SELECTED PASSAGE
§
Elsevier

Journal of Energy Storage

Volume 43, November 2021, 103181
Journal of Energy Storage

Dominant roles of eccentricity, fin design, and nanoparticles in performance enhancement of latent thermal energy storage unit

https://doi.org/10.1016/j.est.2021.103181Get rights and content

Highlights

  • The provision of eccentricity significantly enhanced the melting rate of PCM.

  • Energy storage rate was enhanced via eccentricity and optimized fin design.

  • Correlations of melting time and Nusselt number were developed for optimum configuration.

  • Al2O3 & CuO nanoparticles further reduced melting time of PCM for optimum configuration.

  • Al2O3 nanoparticles manifested higher energy storage rates of PCM as compared CuO nanoparticles.
§
GIVEN INFORMATION
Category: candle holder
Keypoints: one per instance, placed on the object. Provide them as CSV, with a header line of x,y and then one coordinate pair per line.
§
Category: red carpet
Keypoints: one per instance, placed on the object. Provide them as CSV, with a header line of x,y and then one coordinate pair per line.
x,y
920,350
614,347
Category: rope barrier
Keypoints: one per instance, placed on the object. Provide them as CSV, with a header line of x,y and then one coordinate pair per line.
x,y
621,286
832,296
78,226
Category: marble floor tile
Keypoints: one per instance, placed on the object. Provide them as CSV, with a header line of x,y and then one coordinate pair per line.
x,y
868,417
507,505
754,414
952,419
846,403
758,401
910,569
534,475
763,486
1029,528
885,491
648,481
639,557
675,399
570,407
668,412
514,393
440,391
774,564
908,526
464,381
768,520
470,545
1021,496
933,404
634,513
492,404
§
TO DO
[1] Count the lines in the entries that contain the word "Category", and give only the number.
[2] Extend the passage on latent thermal energy storage, picking up after its final sentence.
The article on latent thermal energy storage and the entries are unrelated material.

ANSWERS PER TASK
[1] 4

[2]
Abstract

In this paper, numerical and experimental investigations of thermal performance enhancement of horizontal longitudinal shell and tube latent heat thermal energy storage unit (LHTESU) via eccentricity (e), fin design optimization, and nanoparticles in the phase change material (PCM) of stearic acid are presented. An enthalpy-porosity-based two-dimensional, transient numerical methodology is used after validating against the experimental results and the literature. Five different eccentric positions, e = 0.14, 0.28, 0.42, 0.56, and 0.63 are investigated by modifying the design of Y-finned tube. The eccentricity and fin design modifications improved natural convection effects as compared to concentric Y-finned tube. Thermal performances of LHTESU are analyzed on the basis of melting time, heat storage capacity, heat storage rate, and performance enhancement ratio. Based on the performance analysis, an optimum eccentric configuration of LHTESU is proposed. For optimized eccentric unit (e=0.42), a reduction of 34.14% in melting time along with 30.7% improvement in thermal energy storage rate is achieved as compared to concentric (e=0) LHTESU. The effect of temperature of the tube on PCM's melting time and heat transfer is also analyzed and two important correlations are proposed. The thermal performance of the optimized eccentric unit is further enhanced by adding nanoparticles of Al2O3 and CuO ranging from 0.5% to 10% by volume in the pure PCM. The nano-enhanced PCM with 1% of Al2O3 further improves melting and energy storage rates of optimum LHTESU by 10%.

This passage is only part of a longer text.